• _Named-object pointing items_
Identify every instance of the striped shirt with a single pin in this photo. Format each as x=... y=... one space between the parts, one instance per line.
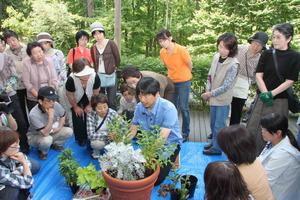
x=93 y=121
x=247 y=60
x=8 y=75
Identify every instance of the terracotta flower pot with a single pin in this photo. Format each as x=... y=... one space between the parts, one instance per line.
x=137 y=190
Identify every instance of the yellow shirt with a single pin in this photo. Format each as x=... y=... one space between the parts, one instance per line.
x=257 y=181
x=177 y=63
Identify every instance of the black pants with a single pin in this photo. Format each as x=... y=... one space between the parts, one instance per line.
x=237 y=105
x=165 y=169
x=22 y=125
x=31 y=104
x=79 y=127
x=111 y=93
x=22 y=96
x=11 y=193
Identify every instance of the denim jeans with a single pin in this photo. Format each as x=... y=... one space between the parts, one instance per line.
x=181 y=101
x=218 y=116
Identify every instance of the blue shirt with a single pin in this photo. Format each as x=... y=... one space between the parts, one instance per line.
x=163 y=114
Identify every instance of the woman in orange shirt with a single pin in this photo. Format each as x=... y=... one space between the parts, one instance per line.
x=177 y=60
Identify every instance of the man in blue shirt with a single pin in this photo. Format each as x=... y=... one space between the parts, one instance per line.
x=156 y=111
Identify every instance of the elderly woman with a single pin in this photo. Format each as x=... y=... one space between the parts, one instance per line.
x=38 y=72
x=15 y=174
x=81 y=85
x=106 y=58
x=47 y=42
x=80 y=51
x=240 y=148
x=280 y=157
x=272 y=90
x=223 y=181
x=97 y=121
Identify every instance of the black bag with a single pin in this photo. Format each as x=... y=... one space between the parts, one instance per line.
x=293 y=100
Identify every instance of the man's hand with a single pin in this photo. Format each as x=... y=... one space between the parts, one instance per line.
x=88 y=109
x=50 y=112
x=78 y=111
x=19 y=157
x=205 y=96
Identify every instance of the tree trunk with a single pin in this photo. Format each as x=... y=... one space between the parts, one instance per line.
x=118 y=24
x=90 y=7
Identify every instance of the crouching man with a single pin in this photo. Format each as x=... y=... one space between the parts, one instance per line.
x=47 y=121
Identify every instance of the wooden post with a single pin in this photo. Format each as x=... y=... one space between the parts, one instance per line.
x=118 y=24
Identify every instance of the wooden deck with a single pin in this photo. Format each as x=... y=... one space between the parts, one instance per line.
x=200 y=127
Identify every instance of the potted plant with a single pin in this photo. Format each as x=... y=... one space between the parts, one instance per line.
x=92 y=184
x=131 y=172
x=67 y=168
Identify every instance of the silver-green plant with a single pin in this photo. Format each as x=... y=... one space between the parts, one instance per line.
x=123 y=162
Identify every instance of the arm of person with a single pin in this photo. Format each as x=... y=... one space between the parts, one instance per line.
x=12 y=122
x=22 y=180
x=260 y=82
x=116 y=53
x=228 y=81
x=47 y=129
x=26 y=79
x=275 y=167
x=282 y=87
x=133 y=130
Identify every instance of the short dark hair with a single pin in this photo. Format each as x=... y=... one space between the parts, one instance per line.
x=147 y=85
x=8 y=34
x=164 y=34
x=100 y=98
x=238 y=144
x=7 y=138
x=273 y=122
x=79 y=65
x=285 y=29
x=230 y=42
x=79 y=35
x=2 y=39
x=31 y=46
x=98 y=31
x=125 y=88
x=130 y=71
x=224 y=181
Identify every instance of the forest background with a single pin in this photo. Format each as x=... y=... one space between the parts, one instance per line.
x=195 y=24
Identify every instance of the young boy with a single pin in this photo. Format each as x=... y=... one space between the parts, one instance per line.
x=127 y=102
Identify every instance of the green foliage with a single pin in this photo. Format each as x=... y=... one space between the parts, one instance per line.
x=90 y=176
x=119 y=128
x=68 y=166
x=154 y=149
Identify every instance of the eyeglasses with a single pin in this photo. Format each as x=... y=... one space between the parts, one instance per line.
x=14 y=147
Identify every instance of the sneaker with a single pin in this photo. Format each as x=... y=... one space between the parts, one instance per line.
x=96 y=155
x=212 y=152
x=57 y=147
x=42 y=156
x=208 y=146
x=209 y=136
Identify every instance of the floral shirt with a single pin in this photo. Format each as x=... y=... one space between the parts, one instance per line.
x=11 y=173
x=92 y=123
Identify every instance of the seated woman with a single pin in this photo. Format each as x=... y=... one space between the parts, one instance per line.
x=97 y=121
x=240 y=147
x=280 y=157
x=15 y=174
x=223 y=180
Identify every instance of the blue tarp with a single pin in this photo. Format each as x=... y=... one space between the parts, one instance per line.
x=49 y=184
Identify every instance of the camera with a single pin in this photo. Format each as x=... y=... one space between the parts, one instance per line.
x=6 y=104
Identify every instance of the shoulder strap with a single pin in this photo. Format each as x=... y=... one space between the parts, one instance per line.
x=73 y=54
x=276 y=65
x=102 y=122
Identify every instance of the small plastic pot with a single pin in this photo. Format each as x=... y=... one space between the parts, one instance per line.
x=191 y=184
x=175 y=194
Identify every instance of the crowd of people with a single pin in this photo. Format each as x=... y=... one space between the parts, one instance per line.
x=44 y=100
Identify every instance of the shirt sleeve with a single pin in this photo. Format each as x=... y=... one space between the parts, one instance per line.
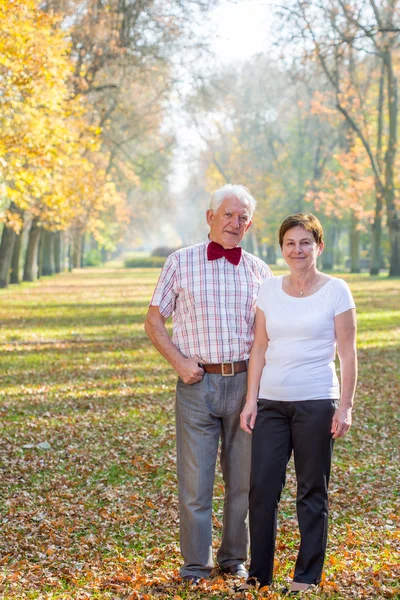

• _Task_
Turn every line of the items above into a JSON list of strings, one string per line, skipping blank lines. Leave the pictures out.

• _Correct answer_
[
  "Identify every instance of the striped shirt with a single pin in this photo. Format each as x=... y=... one space between the parts, one instance per line.",
  "x=93 y=121",
  "x=247 y=60",
  "x=8 y=75",
  "Identify every instance of the terracotta flower pot with a single pin in this photo. Format each as x=... y=... one space between the parts, one instance per line.",
  "x=137 y=190",
  "Identify every instance of the yellow shirt with a single pin in this photo. Format each as x=... y=... one space between the parts, one instance per line.",
  "x=257 y=181",
  "x=177 y=63",
  "Identify every instance of the black pants with a single pin in this photo. Format each as x=... y=... one space between the parts, one instance per line.",
  "x=237 y=105",
  "x=165 y=169",
  "x=22 y=125",
  "x=31 y=104",
  "x=79 y=127",
  "x=111 y=93",
  "x=22 y=96",
  "x=11 y=193",
  "Identify every instance of the denim jeans with a single pin in this photo. Format each as x=... y=... one space between the parts, one instance per line.",
  "x=181 y=101",
  "x=218 y=116",
  "Identify every instance of the blue shirt with a single pin in this photo. Format each as x=... y=... one space between the parts, one instance per line.",
  "x=163 y=114",
  "Identify every instance of the woman in orange shirt with a single pin in this photo. Format each as x=... y=... one space between the parts, one instance per line.",
  "x=177 y=60",
  "Identify every instance of the man in blue shirt with a single pin in this photo. Format each as x=... y=... one space between the parts, one instance per line.",
  "x=156 y=111",
  "Identify every instance of the elderly woman with a single pin in this photo. Format each as x=... y=... one space between the parts, one instance per line.",
  "x=38 y=72",
  "x=15 y=174",
  "x=81 y=85",
  "x=106 y=58",
  "x=47 y=42",
  "x=80 y=51",
  "x=240 y=148",
  "x=280 y=157",
  "x=272 y=90",
  "x=223 y=181",
  "x=97 y=121",
  "Identify every instance of the black bag with a single pin in this photo. Format each as x=... y=... one space between the parts, one instance per line.",
  "x=293 y=100",
  "Identify every instance of the man's hand with a single pin in this photo. Format each as x=... y=... one space between the parts, one instance per line.",
  "x=88 y=109",
  "x=50 y=112",
  "x=78 y=111",
  "x=19 y=157",
  "x=205 y=96",
  "Identify every instance of the tree trunk with a single pin in this photo. Format each as x=... y=... one space between the parts, one instance per line.",
  "x=118 y=24",
  "x=90 y=7",
  "Identify every instance of the crouching man with a single pin in this photo. Format each as x=... y=... one space between the parts, one instance per line.",
  "x=47 y=121",
  "Identify every instance of the wooden post with a single pin in this photo. Format each as x=... y=... one space between the parts, one instance per line.",
  "x=118 y=24",
  "Identify every instance of the wooden deck with a single pin in this photo. Format each as x=... y=... one space between the parts, one instance per line.",
  "x=200 y=127",
  "Identify every instance of the potted plant with a single pin in this photo. Format each as x=... y=... one space between the parts, one instance per line.",
  "x=92 y=184",
  "x=131 y=172",
  "x=67 y=168",
  "Identify every instance of the silver-green plant with a single pin in this photo. Format each as x=... y=... one space between the parts, one instance per line.",
  "x=123 y=162",
  "Identify every instance of the arm of person with a single pin in this photo. Format each as x=... y=... one space between the parts, one instance per line.",
  "x=12 y=122",
  "x=22 y=180",
  "x=260 y=82",
  "x=116 y=53",
  "x=228 y=81",
  "x=47 y=129",
  "x=26 y=79",
  "x=275 y=167",
  "x=282 y=87",
  "x=133 y=130",
  "Identify every instance of the short dark hair with a single pin in this photo. Format each as x=... y=... one space between the parts, one instance per line.",
  "x=147 y=85",
  "x=8 y=34",
  "x=164 y=34",
  "x=100 y=98",
  "x=238 y=144",
  "x=7 y=138",
  "x=273 y=122",
  "x=79 y=65",
  "x=285 y=29",
  "x=230 y=42",
  "x=79 y=35",
  "x=2 y=39",
  "x=31 y=46",
  "x=98 y=31",
  "x=125 y=88",
  "x=130 y=71",
  "x=224 y=181",
  "Identify every instance of the forest background with a single pin in this photo. Format each as x=... y=... one space between the parts, one instance per line.",
  "x=195 y=24",
  "Identify every instance of the young boy with a single pin in this photo. Format each as x=... y=... one space between the parts, one instance per line.",
  "x=127 y=102",
  "Identify every instance of the green foliage with a single pin in this photo. Format each as x=... y=... one space between the parts, one instance per line.",
  "x=90 y=176",
  "x=119 y=128",
  "x=68 y=166",
  "x=154 y=149",
  "Identify every instance of the eyeglasses with a single pin in this photo. Format each as x=... y=... one space between the parts, one instance per line.",
  "x=14 y=147",
  "Identify every instance of the sneaker with a single pin in this photo. Format each as x=... y=... one space between the parts, one instance per line.",
  "x=96 y=155",
  "x=212 y=152",
  "x=57 y=147",
  "x=42 y=156",
  "x=208 y=146",
  "x=209 y=136",
  "Identify every instance of the floral shirt with a single pin in this photo. Format each as x=... y=... one space between the parts, one instance per line.",
  "x=11 y=173",
  "x=92 y=123",
  "Identify every instance of the seated woman with a single pin in this photo. Format each as x=... y=... one space between the parts, one instance per line.",
  "x=97 y=121",
  "x=240 y=147",
  "x=280 y=157",
  "x=15 y=174",
  "x=223 y=180",
  "Identify every instance of the blue tarp with a single pin in this photo. Format each as x=... y=... one space between the parts, one instance per line.",
  "x=49 y=184",
  "Identify every instance of the camera with a single pin in this photo. Format each as x=... y=... one space between the parts, one instance per line.",
  "x=6 y=104",
  "Identify every instance of the shoulder strap with a single pin in this photo. Format each as x=... y=... one space between the parts, one instance per line.",
  "x=73 y=54",
  "x=276 y=65",
  "x=102 y=122",
  "Identify every instance of the small plastic pot with a single pin in this photo. Format each as x=... y=... one space between the parts, one instance per line.",
  "x=191 y=184",
  "x=175 y=194",
  "Identify every instance of the crowd of people with a single pin in this photo. Format each as x=... y=... one space between the parts, one instance per line.",
  "x=44 y=100",
  "Identify every instance of the shirt sleeve with a single pin in this photo. Format each as x=... y=... one space between the parts, one instance per line."
]